### Set task
Return every line in the items below that contains the word "dust", matching case exactly.

===== Dataset records

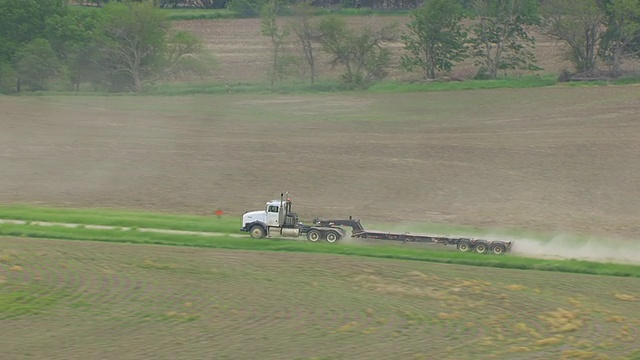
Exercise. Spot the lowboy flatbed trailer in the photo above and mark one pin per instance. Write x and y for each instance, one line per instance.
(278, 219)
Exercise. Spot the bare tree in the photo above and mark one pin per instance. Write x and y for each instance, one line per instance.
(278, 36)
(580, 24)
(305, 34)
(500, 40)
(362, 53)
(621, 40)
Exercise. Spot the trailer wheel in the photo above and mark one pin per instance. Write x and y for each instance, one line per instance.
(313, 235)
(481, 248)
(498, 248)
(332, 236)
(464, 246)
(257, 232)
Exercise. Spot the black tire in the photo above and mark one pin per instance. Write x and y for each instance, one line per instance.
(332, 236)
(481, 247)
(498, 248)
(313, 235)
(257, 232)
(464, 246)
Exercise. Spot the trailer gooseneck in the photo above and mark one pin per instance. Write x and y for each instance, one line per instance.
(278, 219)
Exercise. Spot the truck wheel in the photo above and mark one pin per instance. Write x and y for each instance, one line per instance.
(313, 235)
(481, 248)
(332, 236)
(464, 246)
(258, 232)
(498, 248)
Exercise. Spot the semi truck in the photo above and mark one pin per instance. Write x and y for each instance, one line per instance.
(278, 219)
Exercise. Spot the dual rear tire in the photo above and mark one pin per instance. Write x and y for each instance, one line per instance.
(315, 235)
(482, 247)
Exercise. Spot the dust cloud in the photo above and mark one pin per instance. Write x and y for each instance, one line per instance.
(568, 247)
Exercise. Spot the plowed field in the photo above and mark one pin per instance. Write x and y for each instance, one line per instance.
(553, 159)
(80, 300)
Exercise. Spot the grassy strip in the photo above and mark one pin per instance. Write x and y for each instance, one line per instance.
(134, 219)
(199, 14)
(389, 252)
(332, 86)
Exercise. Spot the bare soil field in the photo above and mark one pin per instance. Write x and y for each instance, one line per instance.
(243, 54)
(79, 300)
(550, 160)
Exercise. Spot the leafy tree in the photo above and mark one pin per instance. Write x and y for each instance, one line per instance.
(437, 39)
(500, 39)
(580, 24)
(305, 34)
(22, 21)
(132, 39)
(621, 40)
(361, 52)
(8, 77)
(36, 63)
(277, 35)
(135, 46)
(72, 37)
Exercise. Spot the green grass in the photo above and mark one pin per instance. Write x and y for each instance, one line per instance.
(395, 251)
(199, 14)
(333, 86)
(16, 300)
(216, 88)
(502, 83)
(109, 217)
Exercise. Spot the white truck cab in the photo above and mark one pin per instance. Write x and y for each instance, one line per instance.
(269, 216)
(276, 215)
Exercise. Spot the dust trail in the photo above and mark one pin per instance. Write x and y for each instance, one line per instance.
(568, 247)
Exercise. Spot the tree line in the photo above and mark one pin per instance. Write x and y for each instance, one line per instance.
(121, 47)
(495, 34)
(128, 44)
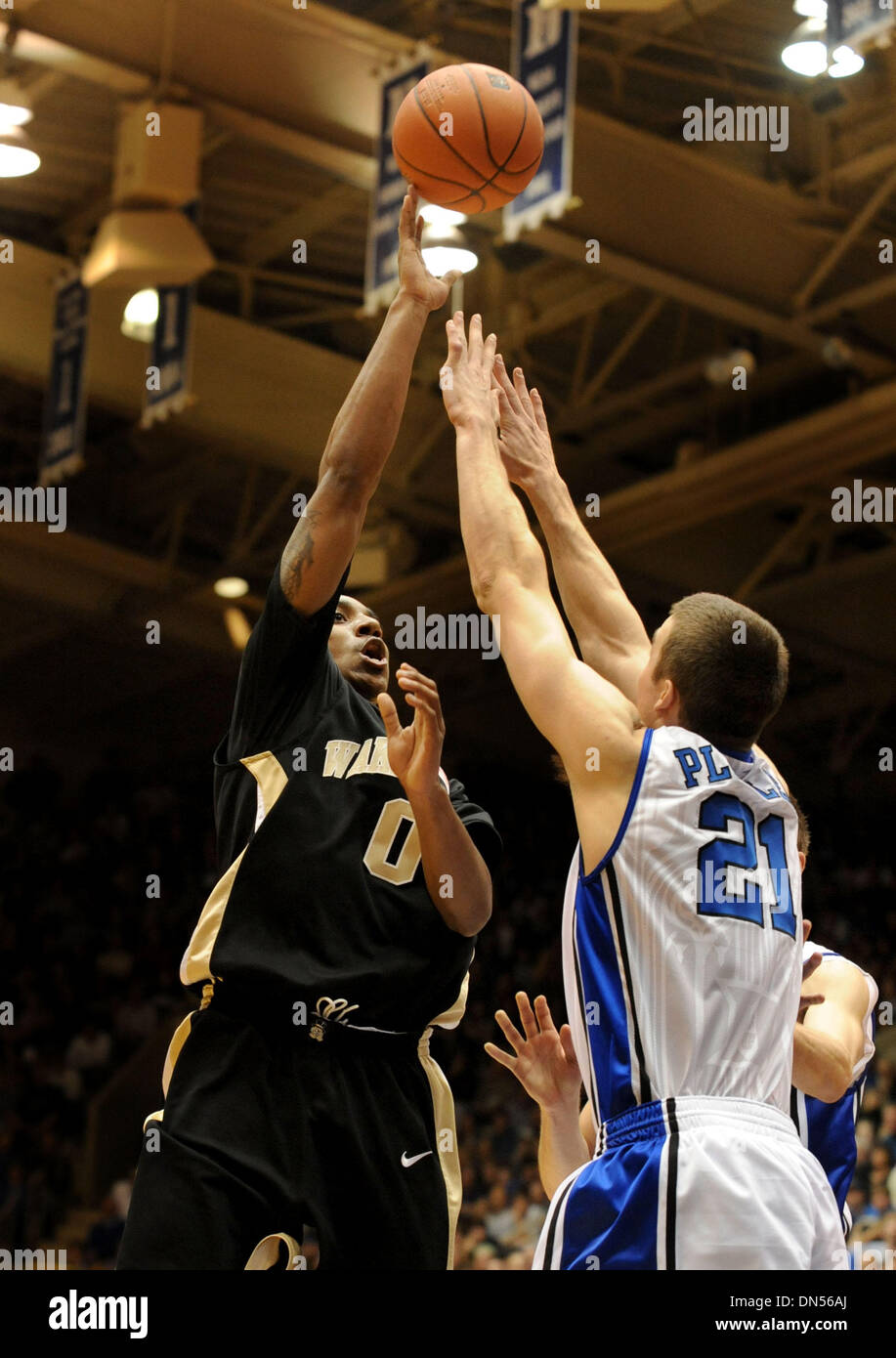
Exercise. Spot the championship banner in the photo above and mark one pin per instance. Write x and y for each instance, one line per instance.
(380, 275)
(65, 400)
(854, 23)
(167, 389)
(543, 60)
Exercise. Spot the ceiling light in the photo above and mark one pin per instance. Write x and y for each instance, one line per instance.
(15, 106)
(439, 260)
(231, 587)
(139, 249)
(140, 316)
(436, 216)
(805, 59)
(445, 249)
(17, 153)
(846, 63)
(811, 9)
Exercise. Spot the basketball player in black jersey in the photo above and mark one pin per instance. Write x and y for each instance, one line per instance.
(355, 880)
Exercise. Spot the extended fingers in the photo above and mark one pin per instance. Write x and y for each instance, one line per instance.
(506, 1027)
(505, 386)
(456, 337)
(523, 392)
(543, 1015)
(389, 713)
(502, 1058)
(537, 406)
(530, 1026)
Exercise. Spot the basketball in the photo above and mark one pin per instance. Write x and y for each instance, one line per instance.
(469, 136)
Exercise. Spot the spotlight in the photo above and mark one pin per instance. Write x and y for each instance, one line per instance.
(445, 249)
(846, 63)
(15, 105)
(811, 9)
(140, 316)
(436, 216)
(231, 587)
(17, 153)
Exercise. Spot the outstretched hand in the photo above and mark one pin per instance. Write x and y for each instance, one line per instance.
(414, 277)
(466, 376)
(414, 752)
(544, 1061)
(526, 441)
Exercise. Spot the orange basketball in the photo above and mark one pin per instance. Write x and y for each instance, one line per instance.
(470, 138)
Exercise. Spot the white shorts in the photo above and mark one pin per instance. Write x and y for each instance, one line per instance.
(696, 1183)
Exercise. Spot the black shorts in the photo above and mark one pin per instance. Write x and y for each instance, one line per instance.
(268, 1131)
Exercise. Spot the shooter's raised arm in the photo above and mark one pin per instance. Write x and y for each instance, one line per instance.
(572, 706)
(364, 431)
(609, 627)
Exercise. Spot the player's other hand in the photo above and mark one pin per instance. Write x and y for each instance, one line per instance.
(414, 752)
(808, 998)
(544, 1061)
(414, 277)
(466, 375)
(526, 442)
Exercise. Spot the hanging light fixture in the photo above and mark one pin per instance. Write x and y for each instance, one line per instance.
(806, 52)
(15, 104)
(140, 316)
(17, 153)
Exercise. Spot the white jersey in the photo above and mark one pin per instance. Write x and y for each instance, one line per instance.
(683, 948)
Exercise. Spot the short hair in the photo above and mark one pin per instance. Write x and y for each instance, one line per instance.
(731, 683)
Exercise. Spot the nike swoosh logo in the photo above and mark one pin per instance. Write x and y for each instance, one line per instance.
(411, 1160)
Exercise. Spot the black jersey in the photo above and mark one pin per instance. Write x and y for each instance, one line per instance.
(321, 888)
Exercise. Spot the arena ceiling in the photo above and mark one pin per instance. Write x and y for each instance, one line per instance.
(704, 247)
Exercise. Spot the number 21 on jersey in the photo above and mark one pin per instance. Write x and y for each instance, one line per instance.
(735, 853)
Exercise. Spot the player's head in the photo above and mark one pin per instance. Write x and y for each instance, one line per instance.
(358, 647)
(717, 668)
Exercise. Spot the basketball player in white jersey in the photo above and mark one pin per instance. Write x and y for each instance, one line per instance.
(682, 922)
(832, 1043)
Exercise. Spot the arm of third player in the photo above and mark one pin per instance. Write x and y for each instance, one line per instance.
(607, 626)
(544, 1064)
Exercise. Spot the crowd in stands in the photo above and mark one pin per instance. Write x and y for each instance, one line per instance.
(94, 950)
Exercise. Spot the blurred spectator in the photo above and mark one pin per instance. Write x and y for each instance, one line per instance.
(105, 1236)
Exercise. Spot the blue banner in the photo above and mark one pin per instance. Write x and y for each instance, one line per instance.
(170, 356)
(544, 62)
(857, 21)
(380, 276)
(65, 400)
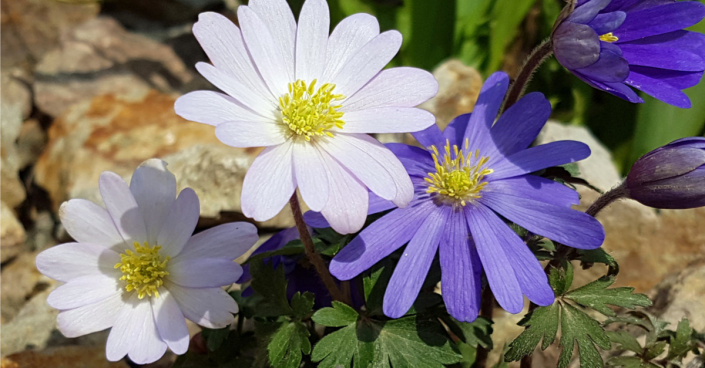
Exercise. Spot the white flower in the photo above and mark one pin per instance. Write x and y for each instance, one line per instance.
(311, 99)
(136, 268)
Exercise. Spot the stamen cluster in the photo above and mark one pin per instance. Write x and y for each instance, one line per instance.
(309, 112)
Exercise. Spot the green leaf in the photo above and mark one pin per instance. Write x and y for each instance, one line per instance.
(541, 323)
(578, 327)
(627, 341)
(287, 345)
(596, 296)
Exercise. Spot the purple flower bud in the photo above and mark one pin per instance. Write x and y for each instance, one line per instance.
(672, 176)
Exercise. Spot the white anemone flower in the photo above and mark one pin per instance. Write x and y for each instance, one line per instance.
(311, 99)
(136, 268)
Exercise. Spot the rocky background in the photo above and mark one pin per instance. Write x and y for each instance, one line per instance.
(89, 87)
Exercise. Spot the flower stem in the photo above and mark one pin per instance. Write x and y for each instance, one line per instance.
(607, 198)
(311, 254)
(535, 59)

==========
===== Dataset records

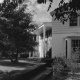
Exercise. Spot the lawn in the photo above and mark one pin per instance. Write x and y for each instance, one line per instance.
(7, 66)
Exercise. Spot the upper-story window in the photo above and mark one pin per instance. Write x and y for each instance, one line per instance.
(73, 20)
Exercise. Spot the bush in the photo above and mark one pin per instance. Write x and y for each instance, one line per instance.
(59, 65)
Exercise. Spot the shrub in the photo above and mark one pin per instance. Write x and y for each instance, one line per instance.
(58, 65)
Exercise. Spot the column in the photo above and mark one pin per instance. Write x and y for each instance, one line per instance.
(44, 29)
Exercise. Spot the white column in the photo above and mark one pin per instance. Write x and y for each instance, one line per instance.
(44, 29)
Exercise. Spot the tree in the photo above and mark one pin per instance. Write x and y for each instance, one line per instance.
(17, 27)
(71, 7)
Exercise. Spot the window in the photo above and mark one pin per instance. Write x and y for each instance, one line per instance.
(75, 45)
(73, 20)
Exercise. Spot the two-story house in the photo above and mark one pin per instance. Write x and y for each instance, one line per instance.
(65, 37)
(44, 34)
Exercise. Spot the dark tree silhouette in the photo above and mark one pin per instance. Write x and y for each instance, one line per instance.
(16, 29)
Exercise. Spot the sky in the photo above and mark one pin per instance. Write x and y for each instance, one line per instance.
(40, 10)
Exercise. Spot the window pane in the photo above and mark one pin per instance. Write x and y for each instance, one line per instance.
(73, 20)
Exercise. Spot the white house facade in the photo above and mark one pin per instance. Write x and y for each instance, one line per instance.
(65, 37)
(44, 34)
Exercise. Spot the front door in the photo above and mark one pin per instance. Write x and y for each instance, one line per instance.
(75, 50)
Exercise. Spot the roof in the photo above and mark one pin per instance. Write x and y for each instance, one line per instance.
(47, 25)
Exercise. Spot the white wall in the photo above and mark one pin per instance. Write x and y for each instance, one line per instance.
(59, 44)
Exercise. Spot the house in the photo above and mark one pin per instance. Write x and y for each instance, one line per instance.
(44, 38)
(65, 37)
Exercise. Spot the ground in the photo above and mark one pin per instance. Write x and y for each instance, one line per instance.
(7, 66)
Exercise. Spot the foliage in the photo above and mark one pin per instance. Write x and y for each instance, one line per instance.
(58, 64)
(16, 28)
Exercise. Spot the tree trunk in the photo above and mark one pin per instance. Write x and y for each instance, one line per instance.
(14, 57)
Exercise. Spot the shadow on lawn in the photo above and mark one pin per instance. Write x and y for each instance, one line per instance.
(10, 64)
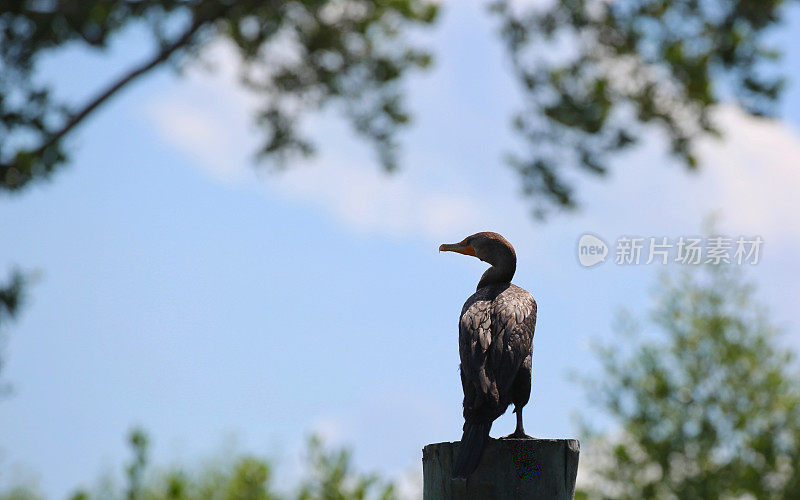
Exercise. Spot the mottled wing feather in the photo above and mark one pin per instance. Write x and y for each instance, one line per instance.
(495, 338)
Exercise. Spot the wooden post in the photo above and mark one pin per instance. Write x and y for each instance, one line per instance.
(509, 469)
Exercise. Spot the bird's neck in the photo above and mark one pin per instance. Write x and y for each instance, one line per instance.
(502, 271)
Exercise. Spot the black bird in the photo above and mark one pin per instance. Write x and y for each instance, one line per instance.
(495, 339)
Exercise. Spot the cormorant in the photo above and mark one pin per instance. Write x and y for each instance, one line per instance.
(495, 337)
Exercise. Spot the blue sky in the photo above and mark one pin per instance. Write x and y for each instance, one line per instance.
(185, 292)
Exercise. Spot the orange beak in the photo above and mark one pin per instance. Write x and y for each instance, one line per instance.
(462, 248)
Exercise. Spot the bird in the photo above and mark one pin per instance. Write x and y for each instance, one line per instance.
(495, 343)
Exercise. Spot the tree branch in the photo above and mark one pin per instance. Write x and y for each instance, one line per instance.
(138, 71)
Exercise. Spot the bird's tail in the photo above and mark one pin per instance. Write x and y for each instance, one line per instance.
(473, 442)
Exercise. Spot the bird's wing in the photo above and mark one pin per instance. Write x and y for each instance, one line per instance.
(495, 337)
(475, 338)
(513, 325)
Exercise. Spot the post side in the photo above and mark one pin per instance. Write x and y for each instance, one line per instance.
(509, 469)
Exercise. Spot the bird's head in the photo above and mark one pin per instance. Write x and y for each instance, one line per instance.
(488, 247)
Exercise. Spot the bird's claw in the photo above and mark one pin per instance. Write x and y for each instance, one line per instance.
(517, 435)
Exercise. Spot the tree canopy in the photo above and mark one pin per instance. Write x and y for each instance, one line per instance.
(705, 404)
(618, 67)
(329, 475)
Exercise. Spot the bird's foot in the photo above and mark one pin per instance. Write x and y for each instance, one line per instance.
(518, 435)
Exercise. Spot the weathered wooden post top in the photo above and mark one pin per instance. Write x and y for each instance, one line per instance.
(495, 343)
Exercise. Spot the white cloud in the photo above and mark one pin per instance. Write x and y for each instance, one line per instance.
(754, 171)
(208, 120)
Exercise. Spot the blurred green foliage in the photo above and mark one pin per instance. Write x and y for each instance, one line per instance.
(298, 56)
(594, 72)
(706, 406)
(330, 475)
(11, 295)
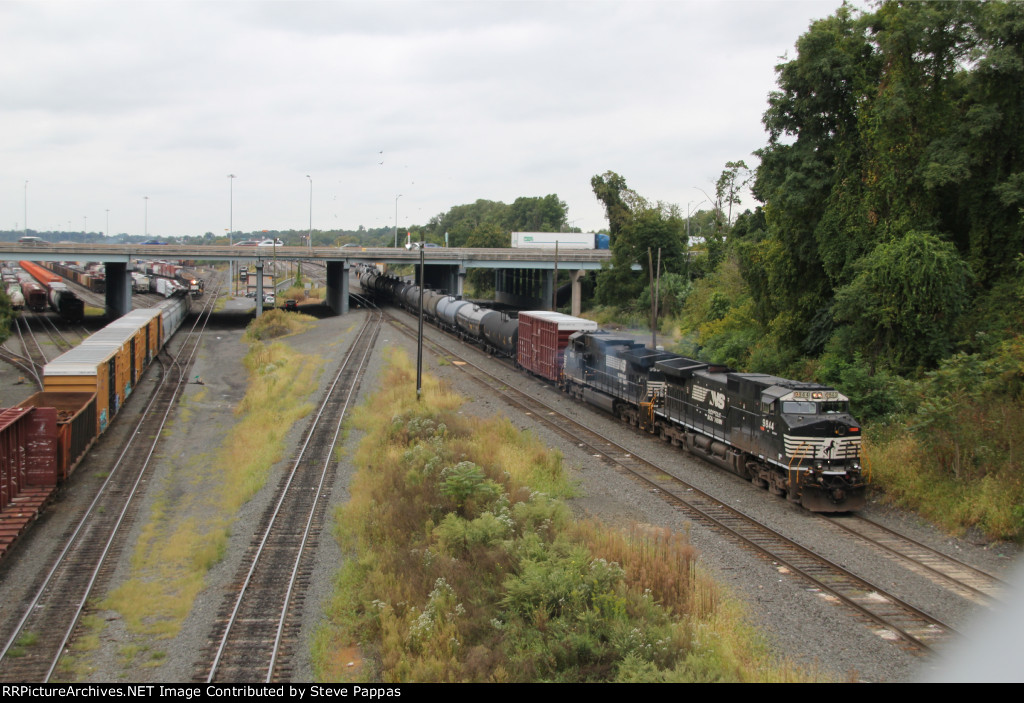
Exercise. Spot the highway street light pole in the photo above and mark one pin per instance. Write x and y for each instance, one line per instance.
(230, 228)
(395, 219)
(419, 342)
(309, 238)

==========

### Exercise answer
Exercise. Spot the dust cloud in the photo above and mark one pin per instance. Write x and y for each instance, one line per instance.
Exercise. Spot the dust trail in the photo above and mark one pin per instance. Write x and y for each instance, one line per instance.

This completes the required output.